SOURCE RECORDS =>
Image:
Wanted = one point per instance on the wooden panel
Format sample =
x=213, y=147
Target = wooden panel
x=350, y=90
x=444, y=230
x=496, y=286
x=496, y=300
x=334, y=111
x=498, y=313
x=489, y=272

TASK INSTRUCTIONS =>
Show each line above that contains the string "panel". Uppercase and lowercase letters must match.

WRITTEN ANSWER =>
Wanted = one point per instance on the wooden panel
Target = wooden panel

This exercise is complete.